--- Passage to read Enclosed Below ---

OKLAHOMA CITY - Two years ago, Kenzie Nesevitch's mother suffered a stroke.

Since then, she has been dealing with health problems.

“My mom was a single mom growing up, raising me, she was very active in her church, just very social, loved people,” said Nesevitch. “For her to be in the position that she’s in now, it’s pretty heartbreaking to see.”

Nesevitch says her mother's problems grew right after she moved into the Meadowlake Estates nursing home.

“I’m constantly going and checking on her every day to make sure that she’s OK because I really feel like, at any point in time, something like this could kill her,” said concerned daughter Kenzie Nesevitch.

One of the most recent inspections done by the Oklahoma State Department of Health reports that this nursing home has a "pattern of deficiencies that constitutes actual harm."

OSDH long-term care sent News 4 this statement regarding the incident:

"Meadowlakes Estates is licensed by the State of Oklahoma and federally certified for Medicare and Medicaid Services. As such, the facility must comply with the Centers for Medicare and Medicaid Services State Operation Manual, the Nursing Home Care Act and Long-Term Care Security Act Title 63 of the Oklahoma Statutes and Chapter 675 Nursing and Specialized Facilities.

The scope and severity of a deficiency will constitute the recommended enforcement actions.  Investigations conducted at the facility between December 2018 and May 2019 resulted in 17 deficiencies identified as an opportunity to correct and 1 at actual harm.

The recommended enforcement actions consisted of Denial of Payment for New Admissions from 3/19/2019 thru 4/25/2019, Directed In Service Training, Mandatory Termination of Certification if not in compliance by 6/19/2019 and a Civil Monetary Penalty of $1460 per day beginning November 11,2018 until compliance is reached. On 4/26/2019 the facility reached compliance.

At present, OSDH is conducting an ongoing complaint investigation."

A survey done by Medicare shows an overall rating of one out of five stars for the nursing home.

--- End of Enclosed Passage to read ---
--- Material shown Enclosed Below ---

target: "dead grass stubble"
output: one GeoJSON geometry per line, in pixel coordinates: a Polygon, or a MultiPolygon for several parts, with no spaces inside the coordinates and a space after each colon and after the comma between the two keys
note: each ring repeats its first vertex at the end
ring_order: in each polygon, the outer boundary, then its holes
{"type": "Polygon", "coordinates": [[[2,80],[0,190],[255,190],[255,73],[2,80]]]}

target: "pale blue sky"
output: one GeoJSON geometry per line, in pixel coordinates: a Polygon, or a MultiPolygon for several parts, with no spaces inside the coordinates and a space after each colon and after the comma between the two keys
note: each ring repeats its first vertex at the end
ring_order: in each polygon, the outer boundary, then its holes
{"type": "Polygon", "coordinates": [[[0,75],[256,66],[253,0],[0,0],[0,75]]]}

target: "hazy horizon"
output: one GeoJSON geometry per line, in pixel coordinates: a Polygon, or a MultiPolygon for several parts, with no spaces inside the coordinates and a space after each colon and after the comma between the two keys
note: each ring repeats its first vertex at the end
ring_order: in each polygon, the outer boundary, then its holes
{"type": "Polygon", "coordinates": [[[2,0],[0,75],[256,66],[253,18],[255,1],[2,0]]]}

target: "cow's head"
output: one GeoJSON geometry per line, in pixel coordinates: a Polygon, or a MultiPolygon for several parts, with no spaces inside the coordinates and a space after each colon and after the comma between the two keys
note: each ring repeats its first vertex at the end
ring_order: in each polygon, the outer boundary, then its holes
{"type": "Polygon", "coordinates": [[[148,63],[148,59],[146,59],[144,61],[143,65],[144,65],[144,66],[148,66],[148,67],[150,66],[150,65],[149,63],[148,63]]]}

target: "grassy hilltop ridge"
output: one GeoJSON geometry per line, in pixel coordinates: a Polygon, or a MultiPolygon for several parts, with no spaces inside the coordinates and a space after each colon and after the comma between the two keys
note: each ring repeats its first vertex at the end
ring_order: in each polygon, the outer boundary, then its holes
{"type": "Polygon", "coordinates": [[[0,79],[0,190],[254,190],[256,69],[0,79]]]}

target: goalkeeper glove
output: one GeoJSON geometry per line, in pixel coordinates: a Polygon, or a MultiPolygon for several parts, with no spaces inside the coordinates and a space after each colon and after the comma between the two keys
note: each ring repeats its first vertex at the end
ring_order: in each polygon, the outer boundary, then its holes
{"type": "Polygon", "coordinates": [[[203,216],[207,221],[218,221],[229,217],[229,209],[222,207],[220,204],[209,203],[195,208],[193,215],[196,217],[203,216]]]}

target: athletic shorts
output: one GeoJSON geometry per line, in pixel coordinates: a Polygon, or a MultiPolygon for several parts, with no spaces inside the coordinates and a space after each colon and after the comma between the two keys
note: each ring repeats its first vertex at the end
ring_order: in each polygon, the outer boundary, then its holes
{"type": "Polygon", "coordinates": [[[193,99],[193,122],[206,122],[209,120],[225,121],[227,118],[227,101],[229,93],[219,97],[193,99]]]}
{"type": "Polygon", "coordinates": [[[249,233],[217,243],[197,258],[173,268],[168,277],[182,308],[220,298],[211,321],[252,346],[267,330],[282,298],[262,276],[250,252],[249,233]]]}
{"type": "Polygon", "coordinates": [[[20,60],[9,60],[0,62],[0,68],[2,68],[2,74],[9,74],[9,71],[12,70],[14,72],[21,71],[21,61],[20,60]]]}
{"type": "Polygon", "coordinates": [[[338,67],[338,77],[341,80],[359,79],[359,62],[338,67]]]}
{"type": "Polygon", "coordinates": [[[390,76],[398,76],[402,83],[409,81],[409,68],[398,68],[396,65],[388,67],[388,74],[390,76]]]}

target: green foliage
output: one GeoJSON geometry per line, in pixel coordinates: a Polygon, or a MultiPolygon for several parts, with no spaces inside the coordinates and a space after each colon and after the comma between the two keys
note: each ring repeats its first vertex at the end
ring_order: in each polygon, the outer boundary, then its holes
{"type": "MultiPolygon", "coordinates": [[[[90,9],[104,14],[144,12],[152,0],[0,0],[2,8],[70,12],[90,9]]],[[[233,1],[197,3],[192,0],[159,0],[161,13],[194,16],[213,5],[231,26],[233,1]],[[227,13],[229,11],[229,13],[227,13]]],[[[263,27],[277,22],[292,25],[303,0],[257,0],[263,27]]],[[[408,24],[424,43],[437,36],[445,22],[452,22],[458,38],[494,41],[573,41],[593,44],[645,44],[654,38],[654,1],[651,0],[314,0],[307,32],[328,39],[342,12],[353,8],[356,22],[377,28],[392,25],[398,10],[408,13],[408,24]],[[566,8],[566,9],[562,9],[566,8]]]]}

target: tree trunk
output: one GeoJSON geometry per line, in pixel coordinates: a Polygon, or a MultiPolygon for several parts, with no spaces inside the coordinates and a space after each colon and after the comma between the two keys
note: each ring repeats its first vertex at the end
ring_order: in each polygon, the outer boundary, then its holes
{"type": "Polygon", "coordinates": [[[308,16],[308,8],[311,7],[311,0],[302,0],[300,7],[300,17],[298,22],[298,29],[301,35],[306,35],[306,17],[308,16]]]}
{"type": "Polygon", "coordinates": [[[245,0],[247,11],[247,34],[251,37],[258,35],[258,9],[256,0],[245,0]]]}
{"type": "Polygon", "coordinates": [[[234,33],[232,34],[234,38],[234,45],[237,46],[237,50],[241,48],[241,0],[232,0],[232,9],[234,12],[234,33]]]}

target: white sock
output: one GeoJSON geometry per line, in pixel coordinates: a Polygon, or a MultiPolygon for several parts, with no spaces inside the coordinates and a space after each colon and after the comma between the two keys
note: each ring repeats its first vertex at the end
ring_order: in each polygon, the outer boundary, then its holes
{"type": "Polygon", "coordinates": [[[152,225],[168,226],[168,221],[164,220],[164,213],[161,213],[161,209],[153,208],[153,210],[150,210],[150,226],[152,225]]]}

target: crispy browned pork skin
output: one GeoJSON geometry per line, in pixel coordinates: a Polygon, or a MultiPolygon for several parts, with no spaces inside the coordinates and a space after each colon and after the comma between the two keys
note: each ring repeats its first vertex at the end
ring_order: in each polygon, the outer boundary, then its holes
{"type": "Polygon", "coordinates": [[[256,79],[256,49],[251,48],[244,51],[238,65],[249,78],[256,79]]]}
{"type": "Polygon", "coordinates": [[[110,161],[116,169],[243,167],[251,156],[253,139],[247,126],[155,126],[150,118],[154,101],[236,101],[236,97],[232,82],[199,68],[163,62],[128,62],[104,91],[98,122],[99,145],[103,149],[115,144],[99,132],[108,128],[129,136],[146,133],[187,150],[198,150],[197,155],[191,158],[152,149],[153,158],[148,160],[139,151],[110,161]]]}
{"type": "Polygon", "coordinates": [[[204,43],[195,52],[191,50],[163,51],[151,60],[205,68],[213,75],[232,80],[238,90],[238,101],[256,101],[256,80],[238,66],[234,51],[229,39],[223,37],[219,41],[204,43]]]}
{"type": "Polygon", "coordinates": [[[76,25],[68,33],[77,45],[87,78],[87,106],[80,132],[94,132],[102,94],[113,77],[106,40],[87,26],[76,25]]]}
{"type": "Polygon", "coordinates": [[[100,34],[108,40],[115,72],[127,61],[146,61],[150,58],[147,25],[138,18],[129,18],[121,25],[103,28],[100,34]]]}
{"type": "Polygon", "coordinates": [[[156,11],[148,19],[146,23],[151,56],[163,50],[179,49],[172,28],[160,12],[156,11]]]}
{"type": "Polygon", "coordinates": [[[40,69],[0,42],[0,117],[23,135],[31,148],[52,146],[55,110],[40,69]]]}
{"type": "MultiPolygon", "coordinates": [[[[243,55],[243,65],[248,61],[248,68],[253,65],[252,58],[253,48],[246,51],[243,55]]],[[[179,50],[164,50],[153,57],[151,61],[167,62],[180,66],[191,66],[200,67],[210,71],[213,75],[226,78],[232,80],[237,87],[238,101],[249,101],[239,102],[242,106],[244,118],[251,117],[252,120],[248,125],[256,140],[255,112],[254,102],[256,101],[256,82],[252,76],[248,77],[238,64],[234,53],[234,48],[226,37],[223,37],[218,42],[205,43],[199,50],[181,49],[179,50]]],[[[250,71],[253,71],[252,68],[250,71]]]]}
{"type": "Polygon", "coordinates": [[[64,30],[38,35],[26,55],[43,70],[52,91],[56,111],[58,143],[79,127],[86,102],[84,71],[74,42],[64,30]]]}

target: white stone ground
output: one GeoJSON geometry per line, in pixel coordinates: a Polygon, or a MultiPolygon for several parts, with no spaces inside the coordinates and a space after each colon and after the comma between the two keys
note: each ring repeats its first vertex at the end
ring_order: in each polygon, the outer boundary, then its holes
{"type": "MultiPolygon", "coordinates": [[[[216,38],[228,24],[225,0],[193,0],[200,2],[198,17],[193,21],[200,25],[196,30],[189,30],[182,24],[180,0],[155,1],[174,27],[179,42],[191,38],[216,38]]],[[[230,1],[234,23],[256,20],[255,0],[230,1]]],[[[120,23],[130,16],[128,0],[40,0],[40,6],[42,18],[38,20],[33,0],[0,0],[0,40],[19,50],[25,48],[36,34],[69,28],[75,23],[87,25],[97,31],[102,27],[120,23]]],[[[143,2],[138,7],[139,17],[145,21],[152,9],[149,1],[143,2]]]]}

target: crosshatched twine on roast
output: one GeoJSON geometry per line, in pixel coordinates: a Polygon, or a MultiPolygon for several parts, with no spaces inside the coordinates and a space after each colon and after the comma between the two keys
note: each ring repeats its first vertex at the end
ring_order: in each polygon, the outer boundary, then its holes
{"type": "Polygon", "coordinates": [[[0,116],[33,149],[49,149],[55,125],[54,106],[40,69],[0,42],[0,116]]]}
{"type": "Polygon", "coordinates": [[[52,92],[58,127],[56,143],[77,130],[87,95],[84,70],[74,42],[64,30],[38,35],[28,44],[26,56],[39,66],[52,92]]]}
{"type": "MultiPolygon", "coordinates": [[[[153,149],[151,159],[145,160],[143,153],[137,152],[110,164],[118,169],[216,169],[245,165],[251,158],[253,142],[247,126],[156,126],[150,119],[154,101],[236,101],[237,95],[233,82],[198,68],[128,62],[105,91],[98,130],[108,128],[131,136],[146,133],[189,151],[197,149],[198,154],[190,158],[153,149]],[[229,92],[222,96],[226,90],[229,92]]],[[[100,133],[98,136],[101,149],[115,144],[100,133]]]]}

--- End of Enclosed Material shown ---

Tasks to carry out:
**1)** In the nursing home article, repeat the passage from "The scope and" up to and including "facility reached compliance.".
**2)** According to the nursing home article, what overall rating did a Medicare survey give the facility?
The entries are drawn from a separate source.

Expected outputs:
**1)**
The scope and severity of a deficiency will constitute the recommended enforcement actions.  Investigations conducted at the facility between December 2018 and May 2019 resulted in 17 deficiencies identified as an opportunity to correct and 1 at actual harm.

The recommended enforcement actions consisted of Denial of Payment for New Admissions from 3/19/2019 thru 4/25/2019, Directed In Service Training, Mandatory Termination of Certification if not in compliance by 6/19/2019 and a Civil Monetary Penalty of $1460 per day beginning November 11,2018 until compliance is reached. On 4/26/2019 the facility reached compliance.

**2)** One out of five stars.